Además, no son solo nuestras penas las que pueden interponerse entre nuestras almas y Dios, sino también nuestras alegrías. Así que el apóstol nos dice: “¿Hay alguno feliz? que cante salmos”. Nuestras alegrías como nuestras tristezas deben ser la ocasión de volvernos a Dios. Hay una salida para nuestras penas en la oración, y una salida para nuestra alegría en los salmos.
(Vss. 14-15). El apóstol ha hablado de los males que podemos sufrir a manos de otros. Ahora habla de otra forma de aflicción: los tratos del Señor. Aparte de lo que otros puedan hacer con malicia para hacernos daño, el Señor puede tratar con nosotros con amor por nuestra bendición. Así la enfermedad puede venir sobre nosotros. Esta enfermedad puede deberse a males comunes a esos cuerpos mortales, o puede ser el castigo directo del Señor; Pero en cualquier caso, nuestro recurso es la oración. No debemos ver la enfermedad como una cuestión de accidente, sino ver la mano del Señor en ella; y, volviéndonos al Señor con fe, encontraremos que Él está listo para escuchar y responder la oración de fe. Si se han cometido pecados, serán perdonados. Aquí, el hecho de orar y de buscar las oraciones de los demás expresa la sumisión del alma a lo que Dios ha permitido, en lugar de ceder a quejas y murmuraciones que serían la expresión de un corazón en rebelión.
══════════════════════════════
## Problemas por resolver
1. Enumera, sin repetir y en el orden en que aparecen, las palabras que siguen inmediatamente a «nuestras» (con mayúscula o minúscula) en el fragmento.
2. Transcribe, por favor, el pasaje del fragmento que va desde «Además, no son» hasta «en los salmos.».
══════════════════════════════
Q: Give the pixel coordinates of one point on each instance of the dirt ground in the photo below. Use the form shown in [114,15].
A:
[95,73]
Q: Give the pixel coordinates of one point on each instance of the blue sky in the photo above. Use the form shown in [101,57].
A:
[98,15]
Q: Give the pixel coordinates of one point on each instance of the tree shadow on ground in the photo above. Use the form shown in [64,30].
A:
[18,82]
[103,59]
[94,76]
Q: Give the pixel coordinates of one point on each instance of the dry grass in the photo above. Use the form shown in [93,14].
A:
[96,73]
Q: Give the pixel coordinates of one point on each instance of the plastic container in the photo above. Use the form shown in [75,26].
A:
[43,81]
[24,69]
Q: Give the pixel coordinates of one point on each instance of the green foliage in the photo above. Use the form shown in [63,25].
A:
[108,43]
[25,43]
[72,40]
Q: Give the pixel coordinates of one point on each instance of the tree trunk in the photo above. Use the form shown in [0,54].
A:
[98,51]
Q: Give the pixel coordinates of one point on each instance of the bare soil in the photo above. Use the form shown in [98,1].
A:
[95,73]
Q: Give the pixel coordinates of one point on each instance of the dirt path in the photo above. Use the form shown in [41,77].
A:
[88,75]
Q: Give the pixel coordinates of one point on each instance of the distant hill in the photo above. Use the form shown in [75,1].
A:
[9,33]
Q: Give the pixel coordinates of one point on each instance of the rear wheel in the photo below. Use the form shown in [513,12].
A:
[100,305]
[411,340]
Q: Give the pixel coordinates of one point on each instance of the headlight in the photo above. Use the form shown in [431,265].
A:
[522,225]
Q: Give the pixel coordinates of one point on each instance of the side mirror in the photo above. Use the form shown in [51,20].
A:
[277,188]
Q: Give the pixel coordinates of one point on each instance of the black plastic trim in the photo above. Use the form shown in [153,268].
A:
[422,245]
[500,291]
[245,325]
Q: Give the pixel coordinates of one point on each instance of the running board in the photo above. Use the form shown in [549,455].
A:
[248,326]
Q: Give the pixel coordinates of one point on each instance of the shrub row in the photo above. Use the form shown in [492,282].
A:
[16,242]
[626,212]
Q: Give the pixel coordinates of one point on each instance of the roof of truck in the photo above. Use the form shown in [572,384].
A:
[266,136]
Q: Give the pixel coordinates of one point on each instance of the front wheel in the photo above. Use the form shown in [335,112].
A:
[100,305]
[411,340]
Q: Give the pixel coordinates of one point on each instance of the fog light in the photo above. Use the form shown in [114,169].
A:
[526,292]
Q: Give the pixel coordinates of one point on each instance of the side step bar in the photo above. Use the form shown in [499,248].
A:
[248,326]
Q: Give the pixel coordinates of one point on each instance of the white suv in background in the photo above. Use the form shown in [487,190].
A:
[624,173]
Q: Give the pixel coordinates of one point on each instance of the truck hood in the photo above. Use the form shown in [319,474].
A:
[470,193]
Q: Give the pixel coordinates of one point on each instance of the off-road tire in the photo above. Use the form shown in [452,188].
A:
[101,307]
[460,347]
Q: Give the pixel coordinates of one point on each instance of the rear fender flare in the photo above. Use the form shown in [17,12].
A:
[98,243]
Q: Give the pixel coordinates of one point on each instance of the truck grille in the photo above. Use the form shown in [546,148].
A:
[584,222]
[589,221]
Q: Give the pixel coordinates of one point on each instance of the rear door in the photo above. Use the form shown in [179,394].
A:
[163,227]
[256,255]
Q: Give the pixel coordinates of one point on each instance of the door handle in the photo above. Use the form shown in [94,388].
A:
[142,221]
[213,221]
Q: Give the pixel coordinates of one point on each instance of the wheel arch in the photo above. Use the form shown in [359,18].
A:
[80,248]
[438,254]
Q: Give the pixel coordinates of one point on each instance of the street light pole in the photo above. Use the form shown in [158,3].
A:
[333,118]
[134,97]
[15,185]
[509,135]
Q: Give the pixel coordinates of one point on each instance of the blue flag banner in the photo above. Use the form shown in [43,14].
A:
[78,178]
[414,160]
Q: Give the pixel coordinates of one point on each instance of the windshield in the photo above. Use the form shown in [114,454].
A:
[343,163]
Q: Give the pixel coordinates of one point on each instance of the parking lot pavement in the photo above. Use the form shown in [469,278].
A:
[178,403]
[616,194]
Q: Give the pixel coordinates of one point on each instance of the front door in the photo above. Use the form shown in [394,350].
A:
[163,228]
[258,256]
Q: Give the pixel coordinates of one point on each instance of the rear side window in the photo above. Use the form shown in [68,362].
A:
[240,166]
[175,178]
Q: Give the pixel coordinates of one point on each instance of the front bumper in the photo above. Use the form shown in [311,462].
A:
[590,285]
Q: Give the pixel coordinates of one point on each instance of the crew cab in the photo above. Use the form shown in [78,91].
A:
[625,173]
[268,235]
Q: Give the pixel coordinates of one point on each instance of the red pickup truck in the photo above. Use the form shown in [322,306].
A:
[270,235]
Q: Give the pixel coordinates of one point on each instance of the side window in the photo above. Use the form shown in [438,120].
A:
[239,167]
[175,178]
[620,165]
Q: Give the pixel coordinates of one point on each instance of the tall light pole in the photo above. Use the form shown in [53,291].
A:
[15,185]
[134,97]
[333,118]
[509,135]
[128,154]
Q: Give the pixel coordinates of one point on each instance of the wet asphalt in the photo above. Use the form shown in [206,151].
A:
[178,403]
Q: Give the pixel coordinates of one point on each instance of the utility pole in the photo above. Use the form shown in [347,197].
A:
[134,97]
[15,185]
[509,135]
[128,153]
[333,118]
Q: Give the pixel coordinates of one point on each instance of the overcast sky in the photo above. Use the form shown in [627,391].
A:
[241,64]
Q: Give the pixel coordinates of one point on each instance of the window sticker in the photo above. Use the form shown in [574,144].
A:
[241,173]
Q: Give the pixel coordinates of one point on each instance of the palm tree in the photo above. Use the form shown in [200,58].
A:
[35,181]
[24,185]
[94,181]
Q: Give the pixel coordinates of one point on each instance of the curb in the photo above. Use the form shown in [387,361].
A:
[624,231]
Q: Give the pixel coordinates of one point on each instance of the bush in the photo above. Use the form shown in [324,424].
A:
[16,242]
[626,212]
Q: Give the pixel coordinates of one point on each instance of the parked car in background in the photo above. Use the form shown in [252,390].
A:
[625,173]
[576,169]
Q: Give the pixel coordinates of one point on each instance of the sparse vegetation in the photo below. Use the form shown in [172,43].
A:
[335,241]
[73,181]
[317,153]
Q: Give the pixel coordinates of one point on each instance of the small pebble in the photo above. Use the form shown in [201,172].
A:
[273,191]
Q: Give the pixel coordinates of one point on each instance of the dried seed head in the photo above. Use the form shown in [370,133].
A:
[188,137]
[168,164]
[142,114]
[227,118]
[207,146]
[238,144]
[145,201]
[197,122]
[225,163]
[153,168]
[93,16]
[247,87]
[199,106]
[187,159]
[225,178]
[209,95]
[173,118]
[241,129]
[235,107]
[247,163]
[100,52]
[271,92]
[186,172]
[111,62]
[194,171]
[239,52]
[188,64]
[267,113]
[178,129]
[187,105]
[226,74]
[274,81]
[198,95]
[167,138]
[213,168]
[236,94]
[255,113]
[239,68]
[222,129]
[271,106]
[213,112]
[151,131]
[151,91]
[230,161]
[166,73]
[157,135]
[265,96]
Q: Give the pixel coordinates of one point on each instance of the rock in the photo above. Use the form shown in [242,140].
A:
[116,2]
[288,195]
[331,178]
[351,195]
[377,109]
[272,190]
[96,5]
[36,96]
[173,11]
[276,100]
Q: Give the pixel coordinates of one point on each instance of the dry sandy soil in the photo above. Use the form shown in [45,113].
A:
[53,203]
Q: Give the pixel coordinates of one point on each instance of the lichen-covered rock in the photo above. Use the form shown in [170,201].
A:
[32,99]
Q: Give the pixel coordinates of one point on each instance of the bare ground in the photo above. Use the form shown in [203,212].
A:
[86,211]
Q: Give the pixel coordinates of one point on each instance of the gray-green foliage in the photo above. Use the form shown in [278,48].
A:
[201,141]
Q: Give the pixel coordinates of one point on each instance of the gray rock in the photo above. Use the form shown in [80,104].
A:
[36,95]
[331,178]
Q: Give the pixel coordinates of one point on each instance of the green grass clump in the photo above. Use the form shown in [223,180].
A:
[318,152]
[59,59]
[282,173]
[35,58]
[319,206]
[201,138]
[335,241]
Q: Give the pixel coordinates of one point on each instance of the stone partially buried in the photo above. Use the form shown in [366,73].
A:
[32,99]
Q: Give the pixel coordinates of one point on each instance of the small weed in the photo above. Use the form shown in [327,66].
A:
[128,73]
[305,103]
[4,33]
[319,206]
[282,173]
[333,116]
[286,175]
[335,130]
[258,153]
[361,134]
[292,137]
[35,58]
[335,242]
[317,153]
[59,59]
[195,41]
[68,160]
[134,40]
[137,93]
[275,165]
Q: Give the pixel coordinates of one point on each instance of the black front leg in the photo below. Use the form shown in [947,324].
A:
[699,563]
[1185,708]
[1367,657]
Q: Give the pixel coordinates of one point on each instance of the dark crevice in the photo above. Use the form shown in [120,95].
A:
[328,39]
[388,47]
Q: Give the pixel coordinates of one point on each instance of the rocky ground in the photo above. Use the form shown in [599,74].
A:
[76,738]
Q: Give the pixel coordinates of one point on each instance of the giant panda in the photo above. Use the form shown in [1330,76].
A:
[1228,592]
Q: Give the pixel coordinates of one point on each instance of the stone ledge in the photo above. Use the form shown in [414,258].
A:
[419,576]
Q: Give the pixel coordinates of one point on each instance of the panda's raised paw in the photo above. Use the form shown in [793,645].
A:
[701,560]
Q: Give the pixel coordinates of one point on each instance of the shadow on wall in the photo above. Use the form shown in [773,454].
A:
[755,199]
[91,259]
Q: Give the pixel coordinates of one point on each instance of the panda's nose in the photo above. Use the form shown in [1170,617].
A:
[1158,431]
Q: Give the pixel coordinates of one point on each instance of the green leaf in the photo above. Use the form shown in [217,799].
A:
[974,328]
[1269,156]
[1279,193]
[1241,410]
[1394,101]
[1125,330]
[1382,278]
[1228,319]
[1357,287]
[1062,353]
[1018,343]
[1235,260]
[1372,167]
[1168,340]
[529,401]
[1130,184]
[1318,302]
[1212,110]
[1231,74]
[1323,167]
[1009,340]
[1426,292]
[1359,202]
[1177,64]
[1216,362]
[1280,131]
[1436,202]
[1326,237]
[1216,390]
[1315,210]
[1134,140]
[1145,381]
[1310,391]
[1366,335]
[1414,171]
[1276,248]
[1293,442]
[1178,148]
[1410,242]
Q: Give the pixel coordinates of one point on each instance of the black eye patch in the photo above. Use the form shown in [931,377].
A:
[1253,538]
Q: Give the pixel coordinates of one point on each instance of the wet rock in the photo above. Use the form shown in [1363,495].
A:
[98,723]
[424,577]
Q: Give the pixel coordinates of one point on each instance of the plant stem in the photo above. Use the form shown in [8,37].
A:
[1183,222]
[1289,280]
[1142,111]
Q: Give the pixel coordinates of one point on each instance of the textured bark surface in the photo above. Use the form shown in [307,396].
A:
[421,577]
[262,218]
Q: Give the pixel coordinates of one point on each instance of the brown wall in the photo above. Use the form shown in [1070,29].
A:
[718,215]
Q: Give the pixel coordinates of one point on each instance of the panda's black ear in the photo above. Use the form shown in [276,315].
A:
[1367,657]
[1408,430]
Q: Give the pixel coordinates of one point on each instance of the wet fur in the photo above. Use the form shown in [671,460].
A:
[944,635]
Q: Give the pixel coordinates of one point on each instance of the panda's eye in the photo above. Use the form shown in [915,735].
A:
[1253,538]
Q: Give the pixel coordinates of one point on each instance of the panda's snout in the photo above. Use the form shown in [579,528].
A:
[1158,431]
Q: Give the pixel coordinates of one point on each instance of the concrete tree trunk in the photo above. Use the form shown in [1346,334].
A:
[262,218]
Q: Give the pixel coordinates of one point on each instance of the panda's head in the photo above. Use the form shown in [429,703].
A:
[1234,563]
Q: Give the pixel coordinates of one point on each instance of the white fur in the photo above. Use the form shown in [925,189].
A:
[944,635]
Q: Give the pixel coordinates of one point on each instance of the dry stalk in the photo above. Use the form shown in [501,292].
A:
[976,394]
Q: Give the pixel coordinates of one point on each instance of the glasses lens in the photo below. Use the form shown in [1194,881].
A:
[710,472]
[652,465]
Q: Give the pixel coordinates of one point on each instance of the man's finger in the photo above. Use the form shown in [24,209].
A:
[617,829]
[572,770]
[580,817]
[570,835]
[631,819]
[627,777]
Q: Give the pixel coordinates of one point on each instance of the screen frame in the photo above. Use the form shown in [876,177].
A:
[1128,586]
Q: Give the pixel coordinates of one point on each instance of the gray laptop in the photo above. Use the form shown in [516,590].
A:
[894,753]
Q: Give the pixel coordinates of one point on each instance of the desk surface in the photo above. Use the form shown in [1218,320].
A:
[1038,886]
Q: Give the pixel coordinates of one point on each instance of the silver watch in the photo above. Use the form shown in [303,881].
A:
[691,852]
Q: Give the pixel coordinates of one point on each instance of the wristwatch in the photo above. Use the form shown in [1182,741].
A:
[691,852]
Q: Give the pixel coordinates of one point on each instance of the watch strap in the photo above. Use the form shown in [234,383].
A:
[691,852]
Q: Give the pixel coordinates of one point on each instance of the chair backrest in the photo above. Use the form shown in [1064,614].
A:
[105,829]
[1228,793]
══════════════════════════════
## Resultados por tarea
1. penas, almas, alegrías, tristezas

2.
Además, no son solo nuestras penas las que pueden interponerse entre nuestras almas y Dios, sino también nuestras alegrías. Así que el apóstol nos dice: “¿Hay alguno feliz? que cante salmos”. Nuestras alegrías como nuestras tristezas deben ser la ocasión de volvernos a Dios. Hay una salida para nuestras penas en la oración, y una salida para nuestra alegría en los salmos.